> **TASK INSTRUCTIONS**
Quote, word for word, the line containing "Find the hazy horizon in the image above." and all lines that follow it to the end of the records, with no pictures.

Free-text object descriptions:
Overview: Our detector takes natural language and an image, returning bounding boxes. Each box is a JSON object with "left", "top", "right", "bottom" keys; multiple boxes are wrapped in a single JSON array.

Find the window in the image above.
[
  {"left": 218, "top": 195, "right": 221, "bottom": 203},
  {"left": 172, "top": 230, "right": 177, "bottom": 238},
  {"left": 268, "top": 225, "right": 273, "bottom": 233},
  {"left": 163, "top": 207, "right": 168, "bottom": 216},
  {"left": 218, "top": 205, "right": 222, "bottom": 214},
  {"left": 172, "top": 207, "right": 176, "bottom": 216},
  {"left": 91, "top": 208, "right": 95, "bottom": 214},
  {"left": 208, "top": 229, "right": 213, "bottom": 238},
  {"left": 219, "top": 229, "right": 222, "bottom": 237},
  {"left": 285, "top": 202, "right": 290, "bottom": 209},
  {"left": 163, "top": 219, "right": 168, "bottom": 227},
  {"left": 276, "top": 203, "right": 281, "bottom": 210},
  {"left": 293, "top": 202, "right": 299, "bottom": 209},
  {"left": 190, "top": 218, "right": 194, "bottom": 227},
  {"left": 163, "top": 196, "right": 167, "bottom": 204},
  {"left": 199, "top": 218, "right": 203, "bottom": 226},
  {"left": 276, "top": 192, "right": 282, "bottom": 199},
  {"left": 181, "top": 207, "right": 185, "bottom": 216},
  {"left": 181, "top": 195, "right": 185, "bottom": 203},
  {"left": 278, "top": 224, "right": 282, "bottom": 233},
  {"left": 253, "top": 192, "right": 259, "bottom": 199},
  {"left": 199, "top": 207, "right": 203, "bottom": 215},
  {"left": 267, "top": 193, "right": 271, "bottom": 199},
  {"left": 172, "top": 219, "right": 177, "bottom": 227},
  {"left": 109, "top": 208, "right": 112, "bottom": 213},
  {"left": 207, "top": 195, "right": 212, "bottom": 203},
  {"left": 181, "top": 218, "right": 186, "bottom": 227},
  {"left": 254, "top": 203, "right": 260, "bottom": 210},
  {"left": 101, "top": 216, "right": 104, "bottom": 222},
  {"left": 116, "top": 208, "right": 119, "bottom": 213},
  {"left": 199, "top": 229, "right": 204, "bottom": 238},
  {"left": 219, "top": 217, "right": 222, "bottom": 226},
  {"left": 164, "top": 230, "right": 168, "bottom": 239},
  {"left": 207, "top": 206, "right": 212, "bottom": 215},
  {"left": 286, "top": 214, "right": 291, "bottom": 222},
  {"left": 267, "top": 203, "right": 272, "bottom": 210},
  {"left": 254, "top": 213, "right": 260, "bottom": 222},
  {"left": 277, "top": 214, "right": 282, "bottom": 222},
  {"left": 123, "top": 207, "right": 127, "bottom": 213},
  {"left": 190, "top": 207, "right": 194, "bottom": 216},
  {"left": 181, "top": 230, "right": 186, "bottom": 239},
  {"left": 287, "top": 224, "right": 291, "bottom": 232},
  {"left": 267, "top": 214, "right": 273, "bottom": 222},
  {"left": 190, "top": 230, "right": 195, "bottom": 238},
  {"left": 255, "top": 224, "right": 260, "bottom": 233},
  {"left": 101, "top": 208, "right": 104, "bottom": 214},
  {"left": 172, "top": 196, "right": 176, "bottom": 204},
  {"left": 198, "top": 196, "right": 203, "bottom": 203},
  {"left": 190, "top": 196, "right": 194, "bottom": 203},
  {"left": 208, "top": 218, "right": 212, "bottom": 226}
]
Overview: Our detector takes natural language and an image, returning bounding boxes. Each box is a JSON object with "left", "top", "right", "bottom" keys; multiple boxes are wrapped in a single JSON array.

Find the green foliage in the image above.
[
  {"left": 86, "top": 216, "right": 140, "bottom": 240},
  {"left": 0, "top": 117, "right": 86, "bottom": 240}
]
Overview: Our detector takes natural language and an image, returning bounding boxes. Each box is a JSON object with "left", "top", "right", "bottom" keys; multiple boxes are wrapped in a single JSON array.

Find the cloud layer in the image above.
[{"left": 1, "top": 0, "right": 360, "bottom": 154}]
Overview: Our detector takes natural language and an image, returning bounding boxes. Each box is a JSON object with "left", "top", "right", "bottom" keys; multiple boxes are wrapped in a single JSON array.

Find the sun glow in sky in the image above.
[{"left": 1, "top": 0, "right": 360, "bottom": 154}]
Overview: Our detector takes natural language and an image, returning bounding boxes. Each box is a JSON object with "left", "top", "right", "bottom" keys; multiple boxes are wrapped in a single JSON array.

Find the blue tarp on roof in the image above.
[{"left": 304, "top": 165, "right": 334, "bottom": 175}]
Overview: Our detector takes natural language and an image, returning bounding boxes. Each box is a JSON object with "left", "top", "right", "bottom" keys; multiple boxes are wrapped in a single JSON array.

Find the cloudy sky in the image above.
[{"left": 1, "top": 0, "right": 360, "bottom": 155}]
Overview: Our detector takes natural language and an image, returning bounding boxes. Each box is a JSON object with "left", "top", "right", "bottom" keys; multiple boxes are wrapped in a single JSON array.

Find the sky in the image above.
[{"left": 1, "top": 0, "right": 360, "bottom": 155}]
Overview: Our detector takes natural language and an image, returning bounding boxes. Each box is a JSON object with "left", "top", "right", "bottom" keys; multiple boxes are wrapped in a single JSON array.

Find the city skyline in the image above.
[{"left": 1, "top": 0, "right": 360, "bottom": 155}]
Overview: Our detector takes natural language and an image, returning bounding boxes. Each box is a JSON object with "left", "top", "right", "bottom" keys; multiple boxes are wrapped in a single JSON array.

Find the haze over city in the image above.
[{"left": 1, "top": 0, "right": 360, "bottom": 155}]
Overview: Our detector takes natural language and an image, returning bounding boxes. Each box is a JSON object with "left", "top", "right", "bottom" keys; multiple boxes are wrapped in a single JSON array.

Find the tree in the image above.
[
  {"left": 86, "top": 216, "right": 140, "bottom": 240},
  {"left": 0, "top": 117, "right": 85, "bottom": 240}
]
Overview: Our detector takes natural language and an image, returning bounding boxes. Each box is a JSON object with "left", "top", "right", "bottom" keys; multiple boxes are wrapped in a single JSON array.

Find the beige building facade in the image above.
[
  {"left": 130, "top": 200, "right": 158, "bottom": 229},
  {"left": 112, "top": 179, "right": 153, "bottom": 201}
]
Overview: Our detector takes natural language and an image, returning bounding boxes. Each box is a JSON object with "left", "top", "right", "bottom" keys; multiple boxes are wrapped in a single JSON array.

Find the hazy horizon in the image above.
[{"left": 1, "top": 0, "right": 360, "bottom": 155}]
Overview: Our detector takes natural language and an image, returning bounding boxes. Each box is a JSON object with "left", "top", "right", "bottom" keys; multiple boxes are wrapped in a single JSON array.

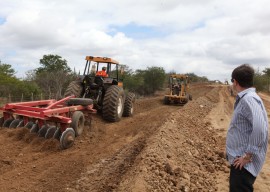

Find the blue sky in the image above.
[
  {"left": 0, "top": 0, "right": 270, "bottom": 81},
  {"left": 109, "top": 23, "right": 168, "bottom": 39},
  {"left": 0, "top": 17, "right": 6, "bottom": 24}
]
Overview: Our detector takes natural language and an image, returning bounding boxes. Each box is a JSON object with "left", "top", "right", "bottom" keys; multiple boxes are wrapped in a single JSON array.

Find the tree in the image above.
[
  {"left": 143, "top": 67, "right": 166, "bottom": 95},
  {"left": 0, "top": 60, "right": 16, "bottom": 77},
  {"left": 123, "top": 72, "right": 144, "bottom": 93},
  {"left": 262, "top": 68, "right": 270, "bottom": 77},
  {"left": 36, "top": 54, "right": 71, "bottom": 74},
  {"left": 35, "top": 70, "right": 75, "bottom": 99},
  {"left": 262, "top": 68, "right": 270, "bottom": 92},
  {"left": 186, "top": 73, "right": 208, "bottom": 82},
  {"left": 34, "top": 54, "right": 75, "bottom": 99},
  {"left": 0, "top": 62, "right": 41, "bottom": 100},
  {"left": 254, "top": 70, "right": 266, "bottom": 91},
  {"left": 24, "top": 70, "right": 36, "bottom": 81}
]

> **OUTPUT FOR THIS TASK**
Find the hazy horizon in the image above.
[{"left": 1, "top": 0, "right": 360, "bottom": 155}]
Overview: Our detector takes natural language and an image, returning bounding boxes. Each box is a JSON object with "left", "top", "right", "bottom" keys; multiple boxes are wrapped in a single JSON array.


Find the blue sky in the image above.
[
  {"left": 0, "top": 0, "right": 270, "bottom": 81},
  {"left": 109, "top": 23, "right": 168, "bottom": 39},
  {"left": 0, "top": 17, "right": 6, "bottom": 24}
]
Overview: Our detector takes natural language and an image, returning bounding boxes. Each box is a JSON object with "left", "top", "right", "bottom" keys; multiple boxes are wrapped in a single JSON array.

Find the tree in the image above.
[
  {"left": 143, "top": 67, "right": 166, "bottom": 95},
  {"left": 0, "top": 60, "right": 16, "bottom": 77},
  {"left": 123, "top": 72, "right": 144, "bottom": 93},
  {"left": 262, "top": 68, "right": 270, "bottom": 77},
  {"left": 36, "top": 54, "right": 71, "bottom": 74},
  {"left": 35, "top": 70, "right": 75, "bottom": 99},
  {"left": 262, "top": 68, "right": 270, "bottom": 92},
  {"left": 186, "top": 73, "right": 208, "bottom": 82},
  {"left": 34, "top": 54, "right": 75, "bottom": 99},
  {"left": 0, "top": 62, "right": 41, "bottom": 100},
  {"left": 254, "top": 70, "right": 266, "bottom": 91},
  {"left": 24, "top": 70, "right": 36, "bottom": 81}
]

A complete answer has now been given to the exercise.